## Your objective
Set out every line of the listing below as a numbered list, skipping any blank lines and leaving the pictures out.

***** Raw records

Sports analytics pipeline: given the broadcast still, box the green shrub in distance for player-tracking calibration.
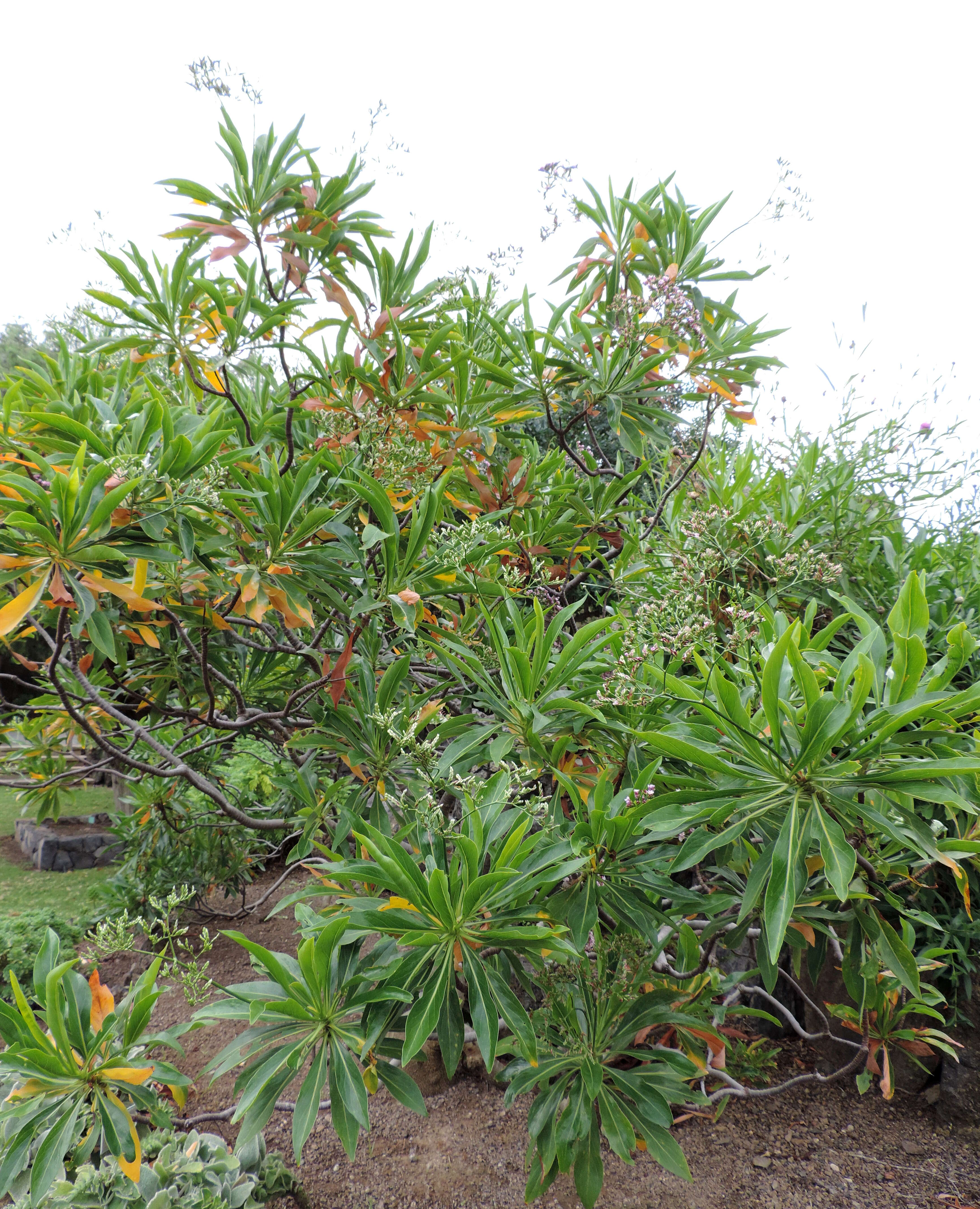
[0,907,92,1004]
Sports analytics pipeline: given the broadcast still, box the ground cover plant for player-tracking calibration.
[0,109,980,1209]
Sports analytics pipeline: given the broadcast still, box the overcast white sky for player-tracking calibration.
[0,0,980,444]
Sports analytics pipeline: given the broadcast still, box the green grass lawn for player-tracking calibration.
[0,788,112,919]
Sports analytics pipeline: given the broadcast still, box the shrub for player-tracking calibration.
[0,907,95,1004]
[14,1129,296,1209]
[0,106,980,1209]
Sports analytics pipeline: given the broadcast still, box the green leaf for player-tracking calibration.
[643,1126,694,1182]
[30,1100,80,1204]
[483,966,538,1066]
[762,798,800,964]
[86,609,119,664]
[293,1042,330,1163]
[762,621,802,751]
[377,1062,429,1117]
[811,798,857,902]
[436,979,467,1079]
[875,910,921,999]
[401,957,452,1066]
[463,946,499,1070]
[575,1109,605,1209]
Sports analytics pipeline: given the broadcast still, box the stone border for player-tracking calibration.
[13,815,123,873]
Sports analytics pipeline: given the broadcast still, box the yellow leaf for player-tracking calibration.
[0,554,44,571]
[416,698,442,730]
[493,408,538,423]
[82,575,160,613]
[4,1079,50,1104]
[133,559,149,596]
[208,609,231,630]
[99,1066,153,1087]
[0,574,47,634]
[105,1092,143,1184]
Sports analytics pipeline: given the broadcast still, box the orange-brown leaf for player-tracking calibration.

**********

## The answer
1. Sports analytics pipeline: given the broadcast still, box the green shrub in distance for player-tracking calibration.
2. [0,907,92,1004]
3. Sports analytics pipeline: given the broadcast still, box the ground cover plant for player-tracking calibration.
4. [0,109,980,1209]
5. Sports analytics pipeline: given the broadcast still, box the overcast white sky for player-tracking calibration.
6. [0,0,980,444]
7. Sports analytics pipeline: given the broadcast still, box the green grass lawn for player-tracking calibration.
8. [0,788,112,919]
9. Sports analytics pipeline: given the broadcast still, box the shrub for player-tracking calibration.
10. [0,907,95,1004]
11. [14,1129,296,1209]
12. [0,106,980,1209]
13. Sports analytics pipeline: given the broadcast still, box the green leaf for player-tracking calibration.
14. [643,1126,694,1182]
15. [30,1100,80,1204]
16. [483,966,538,1066]
17. [762,798,800,964]
18. [86,609,119,664]
19. [293,1042,330,1163]
20. [762,621,802,751]
21. [377,1062,429,1117]
22. [811,798,857,902]
23. [436,979,467,1079]
24. [875,910,921,999]
25. [401,957,452,1066]
26. [463,946,499,1070]
27. [575,1109,605,1209]
28. Sports analytics pipeline: given the broadcast still, box the stone border for player-tracking calibration.
29. [13,815,123,873]
30. Sports analytics pipeline: given the broadcast still, box the yellow leaf for player-tracking calibration.
31. [0,554,44,571]
32. [416,698,442,730]
33. [493,408,538,423]
34. [82,575,160,613]
35. [4,1079,50,1104]
36. [133,559,149,596]
37. [208,609,231,630]
38. [99,1066,153,1087]
39. [0,574,47,634]
40. [105,1092,143,1184]
41. Sports analytics pipeline: given the broadcast still, box the orange-brown leaf for player-tracking calibration.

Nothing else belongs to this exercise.